Masked youths hurled firebombs and jagged chunks of marble at police as violence erupted during a march in Athens Sunday to mark the first anniversary of the police shooting of a teenager whose death sparked massive riots.

Police fired volleys of tear gas to disperse the youths in running street battles in the center of the capital as several thousand demonstrators marched to commemorate the death of 15-year-old Alexandros Grigoropoulos. The teenager's death had sparked some of Greece's worst riots ever, with youths rampaging through cities for two weeks last December, protesting police violence.

On Sunday, the rioters smashed bank windows, overturned trash bins and set them alight as they hurled rocks and fire crackers at riot police. Authorities said at least 48 people were detained for public-order offenses in Athens and another 50 in the northern city of Thessaloniki, where a similar demonstration also degenerated into violence.

At least five protesters were injured in the clashes.

Police on motorcycles chased rioters amid scenes of chaos at Athens' main Syntagma Square, with youths punching and kicking officers pushed off their bikes. One policeman who lost control of his motorbike struck a pedestrian woman, who was injured and later transported to the hospital in an ambulance.

At Athens University, masked protesters broke into the building and pulled down a Greek flag, replacing it with a black-and-red anarchist banner.

The dean of Athens University was injured when the youths broke into the building, and was hospitalized in an intensive care unit, authorities said.

As night fell, about 200 masked demonstrators were holed up in the neoclassical university building, smashing marble chunks off the university steps and ripping up paving stones from the courtyard to use as missiles against the police.
· · · · ·
● TO DO
• a. According to the report on the Athens anniversary riots, how many people were detained in Thessaloniki?
• b. Pick up the report on the Athens anniversary riots from its last sentence and carry it forward.

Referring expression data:
· · · · ·
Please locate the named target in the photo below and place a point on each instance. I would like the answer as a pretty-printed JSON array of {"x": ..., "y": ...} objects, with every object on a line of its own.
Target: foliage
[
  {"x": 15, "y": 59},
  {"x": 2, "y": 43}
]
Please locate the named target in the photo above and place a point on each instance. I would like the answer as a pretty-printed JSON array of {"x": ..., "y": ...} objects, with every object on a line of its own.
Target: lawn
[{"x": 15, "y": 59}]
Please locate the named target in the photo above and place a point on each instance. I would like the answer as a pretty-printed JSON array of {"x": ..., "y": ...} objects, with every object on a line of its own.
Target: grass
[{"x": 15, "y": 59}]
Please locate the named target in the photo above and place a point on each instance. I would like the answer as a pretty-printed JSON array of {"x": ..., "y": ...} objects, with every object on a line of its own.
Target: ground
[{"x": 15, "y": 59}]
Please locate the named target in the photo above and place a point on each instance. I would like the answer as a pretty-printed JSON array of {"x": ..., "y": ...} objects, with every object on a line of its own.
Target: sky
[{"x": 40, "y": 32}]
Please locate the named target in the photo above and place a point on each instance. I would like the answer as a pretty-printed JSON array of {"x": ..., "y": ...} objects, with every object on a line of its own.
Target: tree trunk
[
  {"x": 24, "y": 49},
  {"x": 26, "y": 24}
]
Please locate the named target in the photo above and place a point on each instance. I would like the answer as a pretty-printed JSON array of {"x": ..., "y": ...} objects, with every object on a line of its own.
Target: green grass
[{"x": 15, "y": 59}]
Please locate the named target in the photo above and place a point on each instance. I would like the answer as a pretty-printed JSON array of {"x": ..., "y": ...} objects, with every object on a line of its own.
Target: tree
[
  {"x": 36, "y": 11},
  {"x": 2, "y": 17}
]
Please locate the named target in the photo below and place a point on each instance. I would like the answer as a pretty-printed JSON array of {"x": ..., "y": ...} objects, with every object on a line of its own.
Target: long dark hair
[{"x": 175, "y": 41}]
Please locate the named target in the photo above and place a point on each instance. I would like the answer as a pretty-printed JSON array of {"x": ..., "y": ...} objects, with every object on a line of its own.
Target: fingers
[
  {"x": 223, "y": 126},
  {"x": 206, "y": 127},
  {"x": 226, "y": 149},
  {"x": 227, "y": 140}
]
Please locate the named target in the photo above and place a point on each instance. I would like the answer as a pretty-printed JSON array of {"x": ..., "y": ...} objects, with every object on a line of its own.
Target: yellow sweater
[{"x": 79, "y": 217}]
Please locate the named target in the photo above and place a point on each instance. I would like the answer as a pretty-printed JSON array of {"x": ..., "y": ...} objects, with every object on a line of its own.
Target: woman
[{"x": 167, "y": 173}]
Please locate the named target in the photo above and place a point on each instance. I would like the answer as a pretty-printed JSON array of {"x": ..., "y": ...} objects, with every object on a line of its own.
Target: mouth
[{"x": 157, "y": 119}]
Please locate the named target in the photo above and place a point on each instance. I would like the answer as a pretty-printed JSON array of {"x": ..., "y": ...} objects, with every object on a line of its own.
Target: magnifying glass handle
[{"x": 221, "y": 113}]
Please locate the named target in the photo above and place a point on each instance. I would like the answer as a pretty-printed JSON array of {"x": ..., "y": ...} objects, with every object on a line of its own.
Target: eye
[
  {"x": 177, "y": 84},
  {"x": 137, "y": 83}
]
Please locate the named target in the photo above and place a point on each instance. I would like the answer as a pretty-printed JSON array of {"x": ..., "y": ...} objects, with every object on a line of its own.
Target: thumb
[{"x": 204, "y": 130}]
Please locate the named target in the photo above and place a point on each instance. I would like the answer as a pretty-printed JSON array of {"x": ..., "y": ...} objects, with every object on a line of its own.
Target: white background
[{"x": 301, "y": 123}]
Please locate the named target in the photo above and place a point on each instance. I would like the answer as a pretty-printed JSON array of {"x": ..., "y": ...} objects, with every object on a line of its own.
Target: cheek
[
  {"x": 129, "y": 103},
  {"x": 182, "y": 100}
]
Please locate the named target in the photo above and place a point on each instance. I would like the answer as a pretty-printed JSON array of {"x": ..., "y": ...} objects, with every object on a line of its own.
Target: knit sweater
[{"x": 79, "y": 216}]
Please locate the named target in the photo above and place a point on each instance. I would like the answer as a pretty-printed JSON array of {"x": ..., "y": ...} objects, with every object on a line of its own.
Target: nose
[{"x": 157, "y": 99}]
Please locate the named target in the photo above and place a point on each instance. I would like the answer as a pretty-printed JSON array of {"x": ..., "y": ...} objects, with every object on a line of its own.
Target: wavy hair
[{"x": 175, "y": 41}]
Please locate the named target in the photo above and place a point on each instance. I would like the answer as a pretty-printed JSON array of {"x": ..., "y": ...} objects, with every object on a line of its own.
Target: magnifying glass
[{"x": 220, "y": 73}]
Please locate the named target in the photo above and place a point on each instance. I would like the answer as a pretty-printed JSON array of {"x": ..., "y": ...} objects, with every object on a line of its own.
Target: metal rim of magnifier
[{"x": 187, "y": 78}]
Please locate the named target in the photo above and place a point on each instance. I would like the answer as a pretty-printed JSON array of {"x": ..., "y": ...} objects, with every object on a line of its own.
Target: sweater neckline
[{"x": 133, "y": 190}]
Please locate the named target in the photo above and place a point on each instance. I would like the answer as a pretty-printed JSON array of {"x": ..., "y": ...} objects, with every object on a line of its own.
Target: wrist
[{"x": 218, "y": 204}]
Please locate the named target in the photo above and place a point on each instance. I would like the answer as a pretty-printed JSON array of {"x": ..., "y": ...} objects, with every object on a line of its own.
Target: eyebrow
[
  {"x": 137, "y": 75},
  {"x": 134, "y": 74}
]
· · · · ·
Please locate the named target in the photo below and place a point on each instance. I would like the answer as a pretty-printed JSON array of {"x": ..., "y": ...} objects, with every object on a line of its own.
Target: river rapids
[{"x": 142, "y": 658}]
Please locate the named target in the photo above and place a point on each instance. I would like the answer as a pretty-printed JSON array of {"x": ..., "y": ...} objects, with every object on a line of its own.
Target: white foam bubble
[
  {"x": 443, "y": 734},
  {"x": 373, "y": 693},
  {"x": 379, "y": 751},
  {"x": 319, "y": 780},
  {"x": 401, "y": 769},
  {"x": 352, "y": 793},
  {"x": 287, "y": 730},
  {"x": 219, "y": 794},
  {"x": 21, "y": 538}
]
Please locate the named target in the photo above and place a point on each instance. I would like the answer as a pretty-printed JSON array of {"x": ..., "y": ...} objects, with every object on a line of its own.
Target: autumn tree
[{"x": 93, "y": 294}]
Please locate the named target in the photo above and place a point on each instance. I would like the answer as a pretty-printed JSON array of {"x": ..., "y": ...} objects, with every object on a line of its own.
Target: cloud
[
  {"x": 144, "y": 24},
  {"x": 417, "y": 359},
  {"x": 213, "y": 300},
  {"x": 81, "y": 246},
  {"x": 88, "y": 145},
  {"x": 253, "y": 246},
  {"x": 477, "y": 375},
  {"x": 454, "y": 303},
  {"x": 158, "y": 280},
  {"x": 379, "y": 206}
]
· · · · ·
● ANSWER LIST
• a. Another 50 people were detained there for public-order offenses.

• b.
In Thessaloniki, Greece's second-largest city, youths threw gasoline bombs at police, set fire to several cars and smashed 10 storefronts, including a Starbucks cafe.

More than 6,000 police had been deployed across Athens in an effort to prevent violence. Before the demonstration, concern had been heightened by reports that far-left groups and anarchists from other European countries, mainly Spain and Italy, had traveled to Greece to join the marches.

Before Sunday's clashes, police detained 160 people following minor clashes in central Athens and a raid on a cafe, where police seized sledgehammers and firebomb-making equipment.

Grigoropoulos was killed by a policeman's bullet on the evening of Dec. 6, 2008. Within a few hours of his death, riots spread from the Greek capital to several cities across the country, with police apparently powerless to prevent youths from smashing, looting and burning stores in violence that continued for two weeks.

The new Socialist government, which came to power in October and has been confronted with a surge in armed attacks by far-left and anarchist groups after last year's shooting, and had vowed a zero-tolerance approach to violence at Sunday's commemorations.